### DOCUMENT EXCERPT

• • • • • • •

The scientific advice that drove the quota cuts did not materialise from nowhere. The International Council for the Exploration of the Sea—ICES, the body whose recommendations underpin EU catch limits—issued a grave warning in October 2025. The mackerel stock in the North-East Atlantic was in an unsustainable state. The cause was overfishing, principally by non-EU coastal states: Norway, Iceland, and the Faroe Islands, which set their own unilateral quotas. Since 2010, ICES found, those unilateral quotas had resulted in catches exceeding scientific advice by an average of 39 per cent. The spawning stock was under significant pressure.
ICES recommended a 70 per cent reduction in the EU's mackerel quota for 2026, a 41 per cent cut to blue whiting, and a 22 per cent reduction in boarfish. Mackerel is Ireland's most valuable stock. In 2025, the Irish mackerel quota was worth €94 million in exports to markets across Europe and Asia. A 70 per cent cut could reduce that value by €66 million in a single year. Ireland holds the largest share of the EU's mackerel quota in the western waters area, so the impact falls disproportionately on Irish boats. Irish fishermen, who had complied with the rules, were being asked to absorb the consequences of other nations' overfishing. This is the other betrayal—the structural one, the one nobody in Brussels quite knows how to fix.
Two days after the December Council concluded, the situation acquired a quality that might, in other circumstances, be comic. The UK, Norway, Iceland, and the Faroe Islands signed a four-state agreement on mackerel that set a total allowable catch 72 per cent higher than the level recommended by scientists. They did so without consulting the European Union. On Christmas Eve, the European Commission issued a statement describing itself as "deeply concerned," which is the institutional equivalent of shouting. Irish fishermen, who are not institutions, used plainer language.
The headlines, when they appeared at all, tended to focus on the pelagic fleet—the large vessels that pursue mackerel and blue whiting in deep water. These are the boats with names you see on the sides of processing plants. But the knock-on effects reach much further down, into a world that rarely makes the news.
The inshore sector—the small boats that fish for crab, lobster, and whelk close to shore, the currachs and half-deckers and open boats that work the harbours and headlands of the western seaboard—depends on mackerel and blue whiting for bait. Patrick Murphy of the Irish South and West Fish Producers Organisation made this point explicitly: as pelagic quotas collapse and the price of these species rises, bait becomes either unaffordable or unavailable. The inshore fleet, which accounts for the majority of direct employment in Ireland's fishing industry, faces paralysis by proxy. Nobody set out to destroy the lobster boats of Connemara. It is simply what happens when you pull a thread in a system where everything is connected.

• • • • • • •

### SHORT EXERCISE 1
Answer these questions about the text on the mackerel quota cuts:
(a) In what month and year did ICES issue its warning about the mackerel stock?
(b) What was the Irish mackerel quota worth in exports in 2025?
(c) Which organization is Patrick Murphy from?
### SHORT EXERCISE 2
Rewrite the part of the text on the mackerel quota cuts starting at "The scientific advice" and ending at "under significant pressure.", replacing "spawning stock" with "breeding stock".
### SHORT EXERCISE 3
List every state that signed the four-state agreement on mackerel described in the text on the mackerel quota cuts.

• • • • • • •

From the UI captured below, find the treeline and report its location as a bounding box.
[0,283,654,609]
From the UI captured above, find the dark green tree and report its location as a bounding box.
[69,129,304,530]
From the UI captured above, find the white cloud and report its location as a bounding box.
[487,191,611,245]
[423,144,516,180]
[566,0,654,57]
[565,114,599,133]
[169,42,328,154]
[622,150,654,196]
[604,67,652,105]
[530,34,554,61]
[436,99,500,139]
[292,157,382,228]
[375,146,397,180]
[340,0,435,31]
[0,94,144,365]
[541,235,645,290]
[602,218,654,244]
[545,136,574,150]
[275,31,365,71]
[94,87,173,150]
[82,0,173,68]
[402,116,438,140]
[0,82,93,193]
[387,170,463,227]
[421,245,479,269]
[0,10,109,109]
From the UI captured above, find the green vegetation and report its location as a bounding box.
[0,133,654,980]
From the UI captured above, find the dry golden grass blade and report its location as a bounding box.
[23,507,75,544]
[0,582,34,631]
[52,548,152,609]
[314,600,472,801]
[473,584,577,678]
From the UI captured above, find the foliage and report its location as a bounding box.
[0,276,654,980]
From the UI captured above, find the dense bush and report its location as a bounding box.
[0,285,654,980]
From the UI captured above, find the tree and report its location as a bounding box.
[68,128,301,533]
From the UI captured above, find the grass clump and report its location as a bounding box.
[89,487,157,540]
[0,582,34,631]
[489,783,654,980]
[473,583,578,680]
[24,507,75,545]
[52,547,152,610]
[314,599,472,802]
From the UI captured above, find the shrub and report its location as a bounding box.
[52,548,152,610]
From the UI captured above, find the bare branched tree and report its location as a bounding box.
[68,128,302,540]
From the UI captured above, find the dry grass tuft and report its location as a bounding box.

• • • • • • •

### WORKED SOLUTION 1
(a) October 2025
(b) €94 million
(c) The Irish South and West Fish Producers Organisation

### WORKED SOLUTION 2
The scientific advice that drove the quota cuts did not materialise from nowhere. The International Council for the Exploration of the Sea—ICES, the body whose recommendations underpin EU catch limits—issued a grave warning in October 2025. The mackerel stock in the North-East Atlantic was in an unsustainable state. The cause was overfishing, principally by non-EU coastal states: Norway, Iceland, and the Faroe Islands, which set their own unilateral quotas. Since 2010, ICES found, those unilateral quotas had resulted in catches exceeding scientific advice by an average of 39 per cent. The breeding stock was under significant pressure.

### WORKED SOLUTION 3
- The UK
- Norway
- Iceland
- The Faroe Islands